[The data start]

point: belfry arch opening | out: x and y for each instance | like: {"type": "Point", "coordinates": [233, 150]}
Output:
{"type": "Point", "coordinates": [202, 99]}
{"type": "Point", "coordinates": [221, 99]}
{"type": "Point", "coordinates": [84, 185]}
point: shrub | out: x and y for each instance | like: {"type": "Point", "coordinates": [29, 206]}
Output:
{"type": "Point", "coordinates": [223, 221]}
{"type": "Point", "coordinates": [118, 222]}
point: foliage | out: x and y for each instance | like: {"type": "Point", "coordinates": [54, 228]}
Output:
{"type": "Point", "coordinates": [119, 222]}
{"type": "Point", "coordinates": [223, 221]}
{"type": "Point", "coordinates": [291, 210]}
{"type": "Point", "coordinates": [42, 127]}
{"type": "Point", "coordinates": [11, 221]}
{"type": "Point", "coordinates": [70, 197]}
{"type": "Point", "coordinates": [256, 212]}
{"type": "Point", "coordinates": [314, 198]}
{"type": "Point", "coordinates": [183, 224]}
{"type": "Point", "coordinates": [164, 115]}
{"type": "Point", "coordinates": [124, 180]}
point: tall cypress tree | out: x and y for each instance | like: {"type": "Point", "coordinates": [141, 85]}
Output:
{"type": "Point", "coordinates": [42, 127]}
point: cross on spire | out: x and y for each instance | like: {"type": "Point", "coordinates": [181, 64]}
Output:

[The data end]

• **Problem requirements**
Copy all of the rows above without changing anything.

• **Task answer**
point: belfry arch opening | out: x and y for each instance | like: {"type": "Point", "coordinates": [233, 150]}
Output:
{"type": "Point", "coordinates": [202, 99]}
{"type": "Point", "coordinates": [221, 99]}
{"type": "Point", "coordinates": [84, 185]}
point: shrub | out: x and y for each instance | like: {"type": "Point", "coordinates": [29, 206]}
Output:
{"type": "Point", "coordinates": [223, 221]}
{"type": "Point", "coordinates": [118, 222]}
point: foliage | out: x and y for each instance | like: {"type": "Point", "coordinates": [54, 228]}
Output:
{"type": "Point", "coordinates": [119, 222]}
{"type": "Point", "coordinates": [223, 221]}
{"type": "Point", "coordinates": [291, 210]}
{"type": "Point", "coordinates": [42, 127]}
{"type": "Point", "coordinates": [11, 221]}
{"type": "Point", "coordinates": [70, 197]}
{"type": "Point", "coordinates": [256, 212]}
{"type": "Point", "coordinates": [314, 198]}
{"type": "Point", "coordinates": [183, 224]}
{"type": "Point", "coordinates": [164, 115]}
{"type": "Point", "coordinates": [124, 180]}
point: tall cypress tree | out: x and y for each instance | like: {"type": "Point", "coordinates": [141, 85]}
Output:
{"type": "Point", "coordinates": [42, 127]}
point: cross on spire | out: x and y for each instance | like: {"type": "Point", "coordinates": [181, 64]}
Output:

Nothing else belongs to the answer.